=== TASK REQUIREMENTS ===
Find how many lines of the entries contain the word "bare", then report that figure alone.

=====

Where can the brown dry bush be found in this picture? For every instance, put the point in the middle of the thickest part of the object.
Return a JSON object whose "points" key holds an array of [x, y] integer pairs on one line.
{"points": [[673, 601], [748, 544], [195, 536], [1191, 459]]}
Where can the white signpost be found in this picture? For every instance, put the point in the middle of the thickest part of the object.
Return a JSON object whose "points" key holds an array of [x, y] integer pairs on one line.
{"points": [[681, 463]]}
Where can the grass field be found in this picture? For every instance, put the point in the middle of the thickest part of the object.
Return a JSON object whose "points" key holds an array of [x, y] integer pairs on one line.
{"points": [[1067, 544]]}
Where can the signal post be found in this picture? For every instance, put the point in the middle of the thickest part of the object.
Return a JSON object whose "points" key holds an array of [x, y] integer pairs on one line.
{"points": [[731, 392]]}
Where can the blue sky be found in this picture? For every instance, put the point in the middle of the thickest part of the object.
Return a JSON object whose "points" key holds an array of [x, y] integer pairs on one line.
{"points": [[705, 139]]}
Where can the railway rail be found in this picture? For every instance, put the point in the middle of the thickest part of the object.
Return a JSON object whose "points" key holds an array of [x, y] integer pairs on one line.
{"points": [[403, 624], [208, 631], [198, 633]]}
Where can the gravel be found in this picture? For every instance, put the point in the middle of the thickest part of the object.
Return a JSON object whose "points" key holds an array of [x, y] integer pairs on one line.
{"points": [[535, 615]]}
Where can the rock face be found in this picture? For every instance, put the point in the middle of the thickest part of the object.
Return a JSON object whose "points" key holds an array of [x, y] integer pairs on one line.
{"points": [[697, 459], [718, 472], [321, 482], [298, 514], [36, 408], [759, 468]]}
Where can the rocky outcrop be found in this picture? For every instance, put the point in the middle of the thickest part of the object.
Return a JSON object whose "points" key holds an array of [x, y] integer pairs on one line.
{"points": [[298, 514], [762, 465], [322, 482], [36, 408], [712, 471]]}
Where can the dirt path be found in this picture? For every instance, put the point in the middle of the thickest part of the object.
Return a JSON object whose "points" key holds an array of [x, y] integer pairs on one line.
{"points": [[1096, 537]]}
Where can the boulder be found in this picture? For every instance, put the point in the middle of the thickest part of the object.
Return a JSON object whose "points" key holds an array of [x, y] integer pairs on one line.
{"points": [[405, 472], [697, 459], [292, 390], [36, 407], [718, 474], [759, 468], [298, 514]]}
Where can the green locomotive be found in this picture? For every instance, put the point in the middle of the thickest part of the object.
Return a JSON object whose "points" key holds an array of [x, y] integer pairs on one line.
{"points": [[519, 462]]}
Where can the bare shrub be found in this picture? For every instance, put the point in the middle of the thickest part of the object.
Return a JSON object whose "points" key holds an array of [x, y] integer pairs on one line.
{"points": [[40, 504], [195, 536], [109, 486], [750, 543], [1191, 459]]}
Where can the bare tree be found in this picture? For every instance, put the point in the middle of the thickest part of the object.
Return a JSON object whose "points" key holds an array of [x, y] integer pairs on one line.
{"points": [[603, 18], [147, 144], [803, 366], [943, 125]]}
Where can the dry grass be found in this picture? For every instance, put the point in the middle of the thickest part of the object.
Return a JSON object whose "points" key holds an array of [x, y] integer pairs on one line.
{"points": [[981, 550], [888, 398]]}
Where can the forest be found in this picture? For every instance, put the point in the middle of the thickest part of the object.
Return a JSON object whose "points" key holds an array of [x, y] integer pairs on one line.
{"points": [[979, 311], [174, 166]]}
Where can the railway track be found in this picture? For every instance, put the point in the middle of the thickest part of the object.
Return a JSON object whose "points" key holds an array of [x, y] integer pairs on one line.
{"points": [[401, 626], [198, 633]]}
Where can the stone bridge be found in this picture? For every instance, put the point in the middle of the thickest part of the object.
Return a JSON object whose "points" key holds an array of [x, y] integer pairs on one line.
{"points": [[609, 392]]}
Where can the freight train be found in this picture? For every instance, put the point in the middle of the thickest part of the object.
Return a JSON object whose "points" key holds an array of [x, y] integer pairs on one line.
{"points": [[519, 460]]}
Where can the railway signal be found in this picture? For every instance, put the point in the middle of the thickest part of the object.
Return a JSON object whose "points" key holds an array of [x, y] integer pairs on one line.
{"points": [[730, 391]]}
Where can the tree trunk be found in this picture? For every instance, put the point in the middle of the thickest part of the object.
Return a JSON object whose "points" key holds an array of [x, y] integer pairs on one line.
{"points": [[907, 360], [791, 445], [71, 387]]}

=====

=== YOUR SOLUTION ===
2